WHAT TO PRODUCE |
Output verbatim the line with "point(255, 246)" together with every line beneath it, ending at the last line of the entries.

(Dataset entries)
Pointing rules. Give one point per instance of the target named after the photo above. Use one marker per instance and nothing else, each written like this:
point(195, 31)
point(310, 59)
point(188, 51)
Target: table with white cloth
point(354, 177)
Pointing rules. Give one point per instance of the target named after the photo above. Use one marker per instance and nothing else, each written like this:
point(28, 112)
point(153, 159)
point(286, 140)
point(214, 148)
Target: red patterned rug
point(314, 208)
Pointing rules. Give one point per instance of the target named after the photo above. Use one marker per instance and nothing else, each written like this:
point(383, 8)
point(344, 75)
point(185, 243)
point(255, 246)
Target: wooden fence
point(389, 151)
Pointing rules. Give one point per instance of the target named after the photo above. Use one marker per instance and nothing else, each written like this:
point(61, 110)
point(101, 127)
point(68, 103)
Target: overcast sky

OUTPUT |
point(255, 246)
Target: wooden fence
point(389, 151)
Pointing rules. Give one point per instance of the target named after the photo above. Use one marker per instance and nothing else, each written like this:
point(61, 110)
point(101, 127)
point(68, 103)
Target: overcast sky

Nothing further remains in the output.